### Try it
The answer is every record that follows, printed exactly.

### Source data
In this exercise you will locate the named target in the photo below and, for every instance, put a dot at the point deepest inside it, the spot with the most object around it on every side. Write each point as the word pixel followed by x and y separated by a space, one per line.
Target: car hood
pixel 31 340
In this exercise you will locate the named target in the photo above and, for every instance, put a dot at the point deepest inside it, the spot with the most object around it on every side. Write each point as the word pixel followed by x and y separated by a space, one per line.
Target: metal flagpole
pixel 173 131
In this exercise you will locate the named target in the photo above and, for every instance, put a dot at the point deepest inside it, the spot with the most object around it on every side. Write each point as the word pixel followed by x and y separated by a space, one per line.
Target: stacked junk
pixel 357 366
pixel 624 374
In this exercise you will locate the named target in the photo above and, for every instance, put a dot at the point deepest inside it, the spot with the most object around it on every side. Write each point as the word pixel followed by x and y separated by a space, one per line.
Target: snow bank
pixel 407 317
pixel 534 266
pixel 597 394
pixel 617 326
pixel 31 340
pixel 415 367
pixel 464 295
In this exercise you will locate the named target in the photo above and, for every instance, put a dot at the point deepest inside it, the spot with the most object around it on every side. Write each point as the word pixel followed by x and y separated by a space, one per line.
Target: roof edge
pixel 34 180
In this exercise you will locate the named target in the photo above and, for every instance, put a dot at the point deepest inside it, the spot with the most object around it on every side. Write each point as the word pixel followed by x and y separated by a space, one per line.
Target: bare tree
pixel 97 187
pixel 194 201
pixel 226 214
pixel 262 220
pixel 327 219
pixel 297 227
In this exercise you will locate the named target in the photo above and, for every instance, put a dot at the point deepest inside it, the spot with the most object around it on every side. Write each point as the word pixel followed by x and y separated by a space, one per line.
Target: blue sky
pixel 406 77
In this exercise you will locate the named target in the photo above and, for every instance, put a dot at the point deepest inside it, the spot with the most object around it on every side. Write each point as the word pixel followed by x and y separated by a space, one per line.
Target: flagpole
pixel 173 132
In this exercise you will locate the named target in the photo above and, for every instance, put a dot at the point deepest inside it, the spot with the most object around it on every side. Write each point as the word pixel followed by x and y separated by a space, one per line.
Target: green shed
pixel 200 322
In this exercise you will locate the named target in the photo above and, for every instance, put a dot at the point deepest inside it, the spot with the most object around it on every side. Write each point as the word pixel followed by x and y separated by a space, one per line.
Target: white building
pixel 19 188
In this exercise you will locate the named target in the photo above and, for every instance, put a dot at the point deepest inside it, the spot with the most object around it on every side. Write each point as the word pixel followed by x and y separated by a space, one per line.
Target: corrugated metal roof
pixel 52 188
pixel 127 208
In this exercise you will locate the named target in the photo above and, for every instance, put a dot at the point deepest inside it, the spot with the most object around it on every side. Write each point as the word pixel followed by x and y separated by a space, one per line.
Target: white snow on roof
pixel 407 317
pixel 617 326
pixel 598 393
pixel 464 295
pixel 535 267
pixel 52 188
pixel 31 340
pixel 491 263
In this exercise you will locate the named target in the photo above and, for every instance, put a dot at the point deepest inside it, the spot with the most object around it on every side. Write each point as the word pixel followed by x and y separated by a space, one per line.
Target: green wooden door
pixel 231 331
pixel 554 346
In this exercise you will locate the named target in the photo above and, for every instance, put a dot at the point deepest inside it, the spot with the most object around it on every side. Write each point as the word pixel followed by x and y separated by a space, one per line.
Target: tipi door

### Output for this task
In this exercise you will locate the named target in the photo below and, for every instance, put a dot at the point deepest inside it, the spot with the most object around it on every side. Write each point as the word pixel followed by x and y separated by a space, one per line.
Target: car hood
pixel 31 340
In this exercise you will locate the named target in the photo above and, for every instance, put a dot at the point deepest inside it, the spot with the most object around it on every side. Write each point as the word pixel followed by x and y separated by a space, one per line.
Target: metal flagpole
pixel 173 131
In this exercise you will locate the named target in the photo above and, for every instance, put a dot at the point deepest inside it, the spot with the most object around it on every side. Write each point as the word pixel followed by x and y separated by a space, one per line.
Target: stacked junk
pixel 357 366
pixel 624 374
In this exercise you will locate the named target in the photo above and, for every instance, put a dot at the point deepest inside it, the spot with the most object around it on every side. Write each point as the word pixel followed by x and y separated by a space, one per line.
Target: snow bank
pixel 407 317
pixel 534 266
pixel 597 394
pixel 617 326
pixel 31 340
pixel 415 367
pixel 464 295
In this exercise you will locate the named target in the photo above and, for every instance, put a dot at the point deepest inside it, the spot with the most object around it on every side. Write each point as the word pixel followed by x and y separated by a space, one per line.
Target: roof edge
pixel 34 180
In this exercise you will locate the named target in the photo above and, for every instance, put a dot at the point deepest inside it, the spot with the most object around it on every side. Write each point as the word pixel followed by x and y separated by a space, one per line.
Target: bare tree
pixel 97 187
pixel 194 201
pixel 226 214
pixel 262 220
pixel 327 219
pixel 297 227
In this exercise you will locate the named target in the photo above and, for every instance, put a dot at the point deepest inside it, the spot with the most object around it on every side. Write each point as the word pixel followed by x and y separated by a space, one per line.
Target: blue sky
pixel 406 77
In this exercise you will locate the named target in the photo above and, for every instance, put a dot at the point deepest inside it, the spot with the most object around it on every side. Write each point as the word pixel followed by x and y separated by a space, one per line.
Target: flagpole
pixel 173 132
In this exercise you will locate the named target in the photo above and, for every instance, put a dot at the point deepest inside it, the spot with the most object around it on every side. Write each point as the word pixel followed by x and y separated by a space, one per line.
Target: green shed
pixel 200 322
In this exercise you will locate the named target in the photo above and, for every instance, put a dot at the point deepest inside it, the spot with the most object around it on every side. Write each point as the word pixel followed by x and y separated by a space, one per line.
Target: white building
pixel 19 188
In this exercise you will locate the named target in the photo above and, for every instance, put a dot at the point deepest inside it, the spot with the most object around it on every side. Write each point as the word pixel followed by x and y separated by a space, one per line.
Target: corrugated metal roof
pixel 52 188
pixel 127 208
In this exercise you will locate the named target in the photo above and, for every instance, put a dot at the point deepest inside it, the spot with the most object around it on every side. Write each point as the word pixel followed by x and y separated by a space, one per line.
Target: white snow on roof
pixel 407 317
pixel 617 326
pixel 598 393
pixel 464 295
pixel 535 267
pixel 52 188
pixel 31 340
pixel 491 263
In this exercise you will locate the named target in the photo above and, for every instance, put a dot at the point deepest inside it, the spot with the most object around it on every side. Write each point as the word pixel followed by x and y separated by a space, one per line.
Target: green wooden door
pixel 231 331
pixel 554 346
In this exercise you will locate the named target in the photo above and, for every instance, put a dot at the point deepest inside it, the spot with the most object around it on every side. Write each point as the word pixel followed by x and y separated by a space, one per line.
Target: tipi door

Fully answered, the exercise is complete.